◆ **TASK DETAILS**: Rewrite every line of the material below, replacing "pointer" with "locator" and leaving everything else unchanged.

(Extracted records)
+++
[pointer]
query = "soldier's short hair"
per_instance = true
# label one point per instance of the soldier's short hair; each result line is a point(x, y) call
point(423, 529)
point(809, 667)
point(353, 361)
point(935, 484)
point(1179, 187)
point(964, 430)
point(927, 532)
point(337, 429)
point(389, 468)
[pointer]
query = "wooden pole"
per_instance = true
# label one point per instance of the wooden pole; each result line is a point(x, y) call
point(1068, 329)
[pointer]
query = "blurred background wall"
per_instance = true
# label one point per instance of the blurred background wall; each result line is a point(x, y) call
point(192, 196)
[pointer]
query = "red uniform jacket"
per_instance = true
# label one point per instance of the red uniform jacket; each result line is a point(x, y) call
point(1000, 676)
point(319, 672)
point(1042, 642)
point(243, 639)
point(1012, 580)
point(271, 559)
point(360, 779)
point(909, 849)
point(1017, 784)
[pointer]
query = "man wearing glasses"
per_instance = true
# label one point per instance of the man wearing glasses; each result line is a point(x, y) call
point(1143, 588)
+++
◆ **SOLUTION BELOW**:
[locator]
query = "soldier's short hair"
per_instance = true
# label one point per instance of the soldier's short hair; each result line is a point(x, y) call
point(423, 529)
point(809, 667)
point(353, 361)
point(935, 484)
point(1179, 187)
point(964, 430)
point(927, 532)
point(337, 429)
point(389, 468)
[locator]
query = "wooden pole"
per_instance = true
# label one point per instance of the wooden pole; each result line is a point(x, y) call
point(1068, 329)
[locator]
query = "blurred background wall"
per_instance = true
# label one point per instance of the blurred background wall; each result line is a point(x, y) call
point(192, 196)
[locator]
query = "red uniform jacket"
per_instance = true
# label one point per instance of the red uniform jacket; each result line is a point(x, y) call
point(1000, 676)
point(319, 672)
point(1042, 642)
point(243, 639)
point(1012, 580)
point(271, 559)
point(360, 779)
point(909, 849)
point(1017, 784)
[locator]
query = "man wearing glasses"
per_instance = true
# label one point per instance of the man wearing glasses; each result line is a point(x, y) call
point(1143, 588)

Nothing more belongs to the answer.